= Beginning of Section =

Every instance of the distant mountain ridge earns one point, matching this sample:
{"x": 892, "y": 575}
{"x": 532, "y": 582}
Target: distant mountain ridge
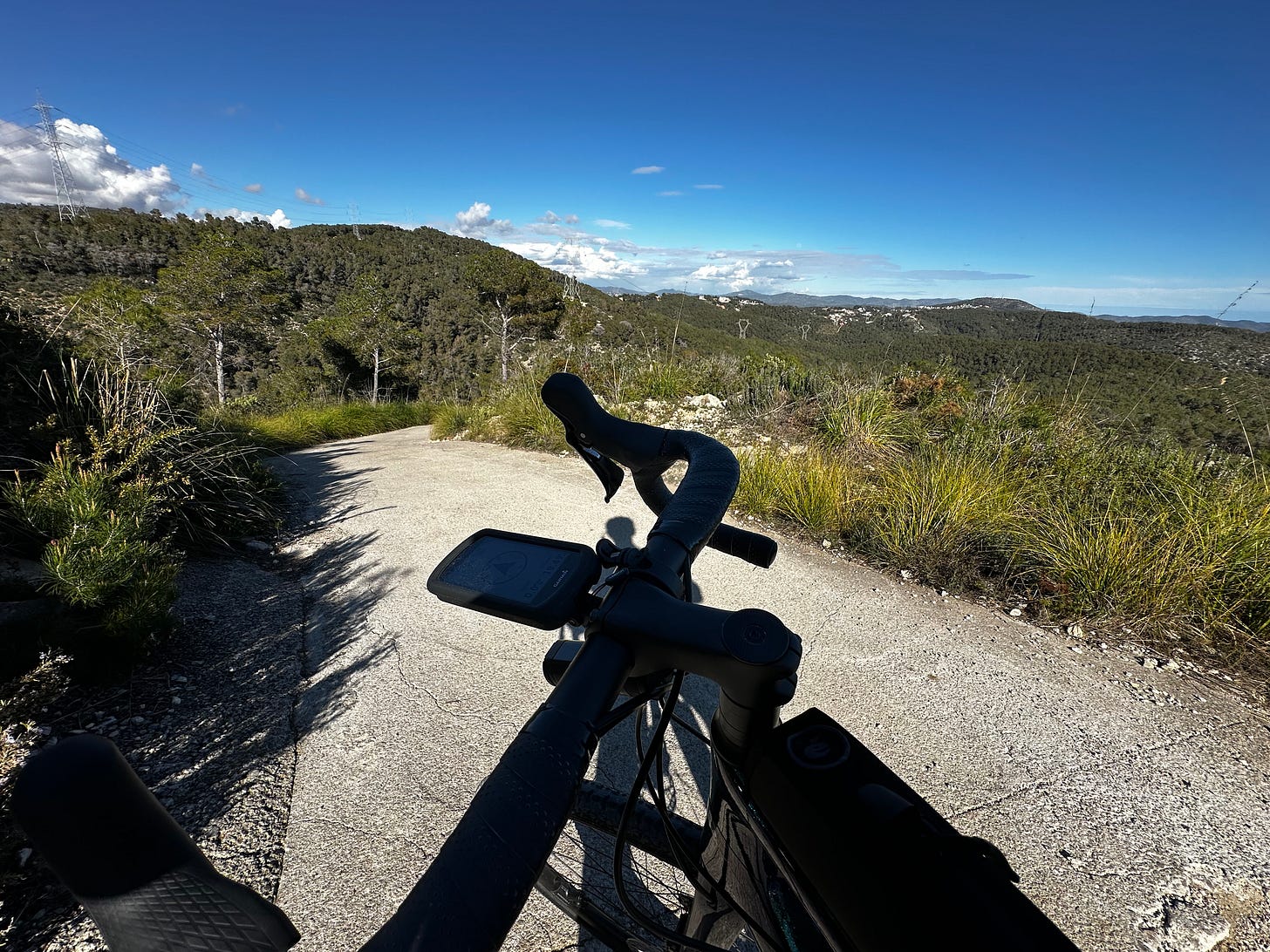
{"x": 997, "y": 303}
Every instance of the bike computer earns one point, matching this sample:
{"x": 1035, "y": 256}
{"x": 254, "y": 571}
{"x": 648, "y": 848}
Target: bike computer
{"x": 525, "y": 579}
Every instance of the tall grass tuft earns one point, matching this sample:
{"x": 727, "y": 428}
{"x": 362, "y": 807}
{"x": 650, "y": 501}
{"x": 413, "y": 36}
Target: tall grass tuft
{"x": 865, "y": 425}
{"x": 301, "y": 426}
{"x": 943, "y": 512}
{"x": 816, "y": 493}
{"x": 208, "y": 486}
{"x": 106, "y": 556}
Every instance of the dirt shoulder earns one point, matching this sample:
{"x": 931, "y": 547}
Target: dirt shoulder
{"x": 206, "y": 723}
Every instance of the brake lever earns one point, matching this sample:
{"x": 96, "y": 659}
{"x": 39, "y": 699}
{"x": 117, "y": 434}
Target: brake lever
{"x": 610, "y": 473}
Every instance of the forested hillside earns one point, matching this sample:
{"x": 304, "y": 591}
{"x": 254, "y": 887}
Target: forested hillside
{"x": 323, "y": 312}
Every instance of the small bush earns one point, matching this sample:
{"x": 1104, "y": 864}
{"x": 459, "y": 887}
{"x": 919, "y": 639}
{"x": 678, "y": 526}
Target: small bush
{"x": 106, "y": 553}
{"x": 308, "y": 425}
{"x": 208, "y": 486}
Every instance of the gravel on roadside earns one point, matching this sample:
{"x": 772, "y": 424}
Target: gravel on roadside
{"x": 208, "y": 723}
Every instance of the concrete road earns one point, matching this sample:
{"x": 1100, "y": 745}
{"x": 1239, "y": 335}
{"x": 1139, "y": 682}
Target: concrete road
{"x": 1132, "y": 801}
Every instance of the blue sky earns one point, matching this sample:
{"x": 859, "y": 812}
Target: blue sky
{"x": 1067, "y": 153}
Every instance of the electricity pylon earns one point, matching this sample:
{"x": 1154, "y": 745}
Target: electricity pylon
{"x": 69, "y": 203}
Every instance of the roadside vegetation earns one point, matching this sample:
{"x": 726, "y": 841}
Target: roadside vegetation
{"x": 992, "y": 493}
{"x": 1092, "y": 471}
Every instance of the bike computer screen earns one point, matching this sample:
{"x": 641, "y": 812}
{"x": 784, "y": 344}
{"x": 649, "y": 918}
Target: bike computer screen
{"x": 525, "y": 579}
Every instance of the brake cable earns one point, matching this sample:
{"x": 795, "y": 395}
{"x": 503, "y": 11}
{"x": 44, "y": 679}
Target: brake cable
{"x": 642, "y": 779}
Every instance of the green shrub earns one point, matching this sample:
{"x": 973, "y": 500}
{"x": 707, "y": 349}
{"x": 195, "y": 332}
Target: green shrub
{"x": 301, "y": 426}
{"x": 106, "y": 553}
{"x": 208, "y": 486}
{"x": 866, "y": 425}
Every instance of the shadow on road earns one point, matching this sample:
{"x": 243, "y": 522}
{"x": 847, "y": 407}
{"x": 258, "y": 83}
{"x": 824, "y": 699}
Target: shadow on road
{"x": 212, "y": 718}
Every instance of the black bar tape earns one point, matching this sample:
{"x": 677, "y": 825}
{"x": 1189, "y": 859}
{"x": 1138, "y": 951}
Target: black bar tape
{"x": 693, "y": 513}
{"x": 749, "y": 546}
{"x": 474, "y": 890}
{"x": 122, "y": 856}
{"x": 637, "y": 445}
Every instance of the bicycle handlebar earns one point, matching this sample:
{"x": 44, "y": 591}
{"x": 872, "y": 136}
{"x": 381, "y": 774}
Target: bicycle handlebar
{"x": 506, "y": 835}
{"x": 691, "y": 517}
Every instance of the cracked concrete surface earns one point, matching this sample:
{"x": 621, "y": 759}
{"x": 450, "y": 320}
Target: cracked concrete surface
{"x": 1132, "y": 802}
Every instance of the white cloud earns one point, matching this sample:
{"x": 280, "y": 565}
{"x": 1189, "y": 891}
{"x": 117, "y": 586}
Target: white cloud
{"x": 102, "y": 177}
{"x": 754, "y": 273}
{"x": 476, "y": 222}
{"x": 584, "y": 262}
{"x": 278, "y": 219}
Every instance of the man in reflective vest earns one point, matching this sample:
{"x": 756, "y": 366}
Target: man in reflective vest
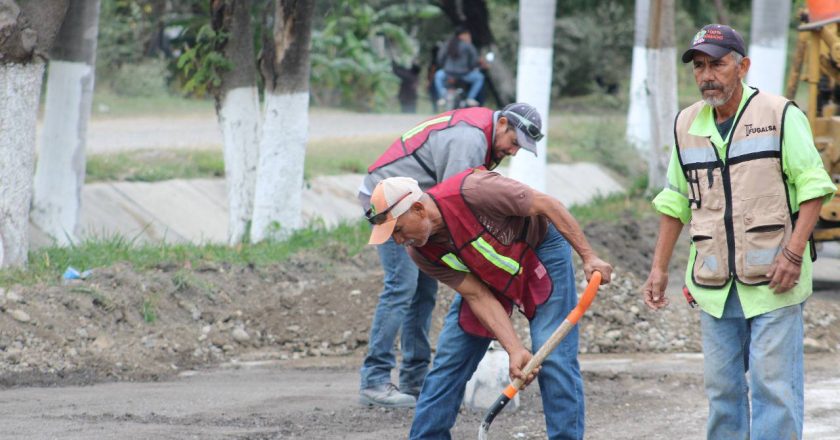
{"x": 499, "y": 244}
{"x": 432, "y": 151}
{"x": 745, "y": 174}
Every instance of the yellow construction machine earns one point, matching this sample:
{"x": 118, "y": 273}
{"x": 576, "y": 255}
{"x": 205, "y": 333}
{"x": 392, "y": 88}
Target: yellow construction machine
{"x": 818, "y": 51}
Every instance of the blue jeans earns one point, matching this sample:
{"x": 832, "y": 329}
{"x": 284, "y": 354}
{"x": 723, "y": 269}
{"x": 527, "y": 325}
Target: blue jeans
{"x": 459, "y": 353}
{"x": 770, "y": 348}
{"x": 405, "y": 305}
{"x": 474, "y": 77}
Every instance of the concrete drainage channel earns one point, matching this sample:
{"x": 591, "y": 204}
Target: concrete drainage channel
{"x": 167, "y": 211}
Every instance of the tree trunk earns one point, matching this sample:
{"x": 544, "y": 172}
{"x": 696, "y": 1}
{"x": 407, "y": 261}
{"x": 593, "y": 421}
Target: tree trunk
{"x": 768, "y": 44}
{"x": 285, "y": 66}
{"x": 533, "y": 82}
{"x": 638, "y": 116}
{"x": 662, "y": 98}
{"x": 60, "y": 171}
{"x": 237, "y": 106}
{"x": 27, "y": 31}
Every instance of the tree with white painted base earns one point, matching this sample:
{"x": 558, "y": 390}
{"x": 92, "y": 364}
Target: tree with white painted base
{"x": 238, "y": 110}
{"x": 768, "y": 44}
{"x": 662, "y": 96}
{"x": 27, "y": 31}
{"x": 60, "y": 170}
{"x": 533, "y": 81}
{"x": 285, "y": 69}
{"x": 638, "y": 116}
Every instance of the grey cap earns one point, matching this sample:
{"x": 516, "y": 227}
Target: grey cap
{"x": 528, "y": 124}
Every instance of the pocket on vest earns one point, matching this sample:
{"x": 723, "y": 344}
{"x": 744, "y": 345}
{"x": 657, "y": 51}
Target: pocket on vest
{"x": 762, "y": 242}
{"x": 711, "y": 268}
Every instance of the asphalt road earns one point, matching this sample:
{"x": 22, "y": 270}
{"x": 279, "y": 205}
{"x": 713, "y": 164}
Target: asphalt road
{"x": 651, "y": 396}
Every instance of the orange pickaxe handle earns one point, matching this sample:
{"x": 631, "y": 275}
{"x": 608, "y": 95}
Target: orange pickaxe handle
{"x": 549, "y": 346}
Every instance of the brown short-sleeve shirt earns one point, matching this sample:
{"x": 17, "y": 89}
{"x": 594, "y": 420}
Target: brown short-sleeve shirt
{"x": 501, "y": 205}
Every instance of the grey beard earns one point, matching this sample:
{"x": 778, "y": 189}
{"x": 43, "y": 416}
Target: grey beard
{"x": 717, "y": 102}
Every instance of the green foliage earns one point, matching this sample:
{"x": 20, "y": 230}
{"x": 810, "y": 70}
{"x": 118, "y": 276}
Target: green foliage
{"x": 351, "y": 55}
{"x": 592, "y": 49}
{"x": 203, "y": 63}
{"x": 124, "y": 29}
{"x": 47, "y": 264}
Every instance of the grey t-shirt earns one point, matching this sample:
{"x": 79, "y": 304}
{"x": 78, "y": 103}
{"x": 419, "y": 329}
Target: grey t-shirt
{"x": 446, "y": 152}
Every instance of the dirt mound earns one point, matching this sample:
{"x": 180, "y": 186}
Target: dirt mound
{"x": 122, "y": 324}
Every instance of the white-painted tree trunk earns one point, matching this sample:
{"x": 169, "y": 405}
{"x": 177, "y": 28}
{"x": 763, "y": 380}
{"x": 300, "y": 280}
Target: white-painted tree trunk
{"x": 60, "y": 173}
{"x": 533, "y": 82}
{"x": 20, "y": 90}
{"x": 638, "y": 115}
{"x": 277, "y": 202}
{"x": 239, "y": 120}
{"x": 662, "y": 105}
{"x": 768, "y": 44}
{"x": 662, "y": 97}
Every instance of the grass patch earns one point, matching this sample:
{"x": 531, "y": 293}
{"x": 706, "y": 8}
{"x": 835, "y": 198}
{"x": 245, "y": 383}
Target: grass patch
{"x": 350, "y": 155}
{"x": 600, "y": 138}
{"x": 154, "y": 165}
{"x": 616, "y": 207}
{"x": 47, "y": 264}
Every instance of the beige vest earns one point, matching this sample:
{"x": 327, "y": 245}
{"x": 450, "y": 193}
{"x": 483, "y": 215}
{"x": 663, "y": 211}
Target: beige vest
{"x": 741, "y": 217}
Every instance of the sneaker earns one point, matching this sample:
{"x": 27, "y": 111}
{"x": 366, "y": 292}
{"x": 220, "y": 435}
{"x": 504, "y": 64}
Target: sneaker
{"x": 387, "y": 395}
{"x": 413, "y": 391}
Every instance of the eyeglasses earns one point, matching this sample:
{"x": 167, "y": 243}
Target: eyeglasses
{"x": 530, "y": 129}
{"x": 379, "y": 218}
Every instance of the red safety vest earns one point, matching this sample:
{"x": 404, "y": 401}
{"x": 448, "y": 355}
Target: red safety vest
{"x": 513, "y": 272}
{"x": 412, "y": 140}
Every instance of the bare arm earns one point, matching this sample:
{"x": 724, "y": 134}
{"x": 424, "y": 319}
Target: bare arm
{"x": 654, "y": 287}
{"x": 562, "y": 219}
{"x": 784, "y": 274}
{"x": 492, "y": 315}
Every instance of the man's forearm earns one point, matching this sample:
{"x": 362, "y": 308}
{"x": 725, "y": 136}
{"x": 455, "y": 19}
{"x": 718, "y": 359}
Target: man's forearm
{"x": 669, "y": 231}
{"x": 489, "y": 312}
{"x": 565, "y": 223}
{"x": 809, "y": 212}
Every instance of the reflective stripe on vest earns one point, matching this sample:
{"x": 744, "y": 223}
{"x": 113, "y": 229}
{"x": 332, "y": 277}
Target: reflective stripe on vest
{"x": 754, "y": 146}
{"x": 415, "y": 138}
{"x": 454, "y": 262}
{"x": 522, "y": 281}
{"x": 413, "y": 132}
{"x": 507, "y": 264}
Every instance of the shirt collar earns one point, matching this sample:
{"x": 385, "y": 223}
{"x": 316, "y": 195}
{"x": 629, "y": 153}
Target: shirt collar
{"x": 704, "y": 124}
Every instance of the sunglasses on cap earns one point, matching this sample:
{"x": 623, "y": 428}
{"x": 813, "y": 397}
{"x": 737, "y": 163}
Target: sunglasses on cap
{"x": 379, "y": 218}
{"x": 526, "y": 125}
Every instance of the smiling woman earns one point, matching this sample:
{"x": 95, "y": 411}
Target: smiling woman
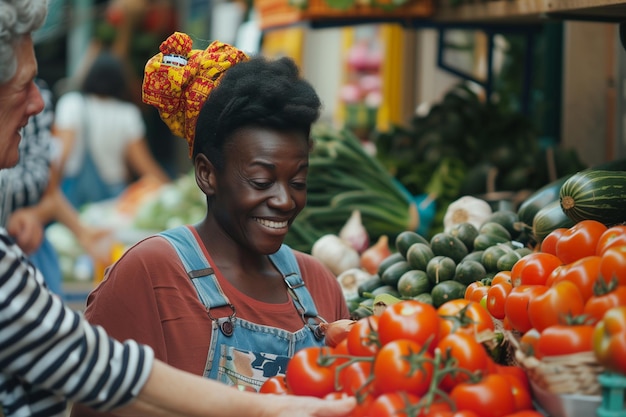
{"x": 247, "y": 121}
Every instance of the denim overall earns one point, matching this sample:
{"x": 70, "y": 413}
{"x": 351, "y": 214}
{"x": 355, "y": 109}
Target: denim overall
{"x": 243, "y": 353}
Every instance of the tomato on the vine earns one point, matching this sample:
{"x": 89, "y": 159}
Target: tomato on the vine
{"x": 563, "y": 339}
{"x": 579, "y": 240}
{"x": 490, "y": 397}
{"x": 362, "y": 338}
{"x": 584, "y": 273}
{"x": 609, "y": 340}
{"x": 409, "y": 319}
{"x": 612, "y": 237}
{"x": 393, "y": 404}
{"x": 496, "y": 297}
{"x": 465, "y": 354}
{"x": 613, "y": 264}
{"x": 516, "y": 305}
{"x": 555, "y": 304}
{"x": 311, "y": 371}
{"x": 402, "y": 365}
{"x": 548, "y": 244}
{"x": 604, "y": 300}
{"x": 534, "y": 269}
{"x": 464, "y": 316}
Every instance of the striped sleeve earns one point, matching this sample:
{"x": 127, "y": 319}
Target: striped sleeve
{"x": 50, "y": 347}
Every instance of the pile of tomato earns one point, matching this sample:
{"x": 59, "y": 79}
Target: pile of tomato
{"x": 557, "y": 298}
{"x": 413, "y": 360}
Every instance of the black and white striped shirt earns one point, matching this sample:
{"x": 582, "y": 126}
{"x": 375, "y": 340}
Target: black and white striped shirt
{"x": 50, "y": 353}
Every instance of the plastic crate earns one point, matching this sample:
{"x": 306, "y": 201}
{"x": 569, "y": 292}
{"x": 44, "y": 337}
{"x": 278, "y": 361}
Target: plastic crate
{"x": 613, "y": 388}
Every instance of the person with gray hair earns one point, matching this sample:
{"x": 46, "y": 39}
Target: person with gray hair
{"x": 50, "y": 354}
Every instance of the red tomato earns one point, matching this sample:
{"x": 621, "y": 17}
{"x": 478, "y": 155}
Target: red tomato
{"x": 521, "y": 392}
{"x": 467, "y": 353}
{"x": 609, "y": 340}
{"x": 613, "y": 264}
{"x": 465, "y": 316}
{"x": 476, "y": 291}
{"x": 311, "y": 371}
{"x": 612, "y": 237}
{"x": 583, "y": 272}
{"x": 356, "y": 378}
{"x": 548, "y": 244}
{"x": 491, "y": 397}
{"x": 400, "y": 365}
{"x": 409, "y": 319}
{"x": 565, "y": 339}
{"x": 534, "y": 269}
{"x": 393, "y": 404}
{"x": 362, "y": 338}
{"x": 516, "y": 306}
{"x": 275, "y": 385}
{"x": 599, "y": 304}
{"x": 554, "y": 305}
{"x": 579, "y": 240}
{"x": 496, "y": 297}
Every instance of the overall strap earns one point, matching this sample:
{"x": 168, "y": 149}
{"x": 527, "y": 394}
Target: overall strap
{"x": 286, "y": 262}
{"x": 197, "y": 266}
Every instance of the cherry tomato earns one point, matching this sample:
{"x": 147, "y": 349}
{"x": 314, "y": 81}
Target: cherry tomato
{"x": 613, "y": 264}
{"x": 579, "y": 240}
{"x": 548, "y": 244}
{"x": 555, "y": 304}
{"x": 496, "y": 297}
{"x": 400, "y": 365}
{"x": 465, "y": 316}
{"x": 393, "y": 404}
{"x": 311, "y": 371}
{"x": 583, "y": 272}
{"x": 476, "y": 291}
{"x": 468, "y": 354}
{"x": 534, "y": 269}
{"x": 276, "y": 384}
{"x": 362, "y": 339}
{"x": 409, "y": 319}
{"x": 609, "y": 340}
{"x": 612, "y": 237}
{"x": 516, "y": 305}
{"x": 562, "y": 339}
{"x": 491, "y": 397}
{"x": 599, "y": 304}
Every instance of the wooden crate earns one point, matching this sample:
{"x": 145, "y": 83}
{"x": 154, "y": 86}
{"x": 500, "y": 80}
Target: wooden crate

= End of Section =

→ What you are asked to do
Look over the entries above. Copy every line that contains the word "wooden".

→ Answer for the task
Every instance of the wooden crate earns one point, matching this sample:
Target: wooden crate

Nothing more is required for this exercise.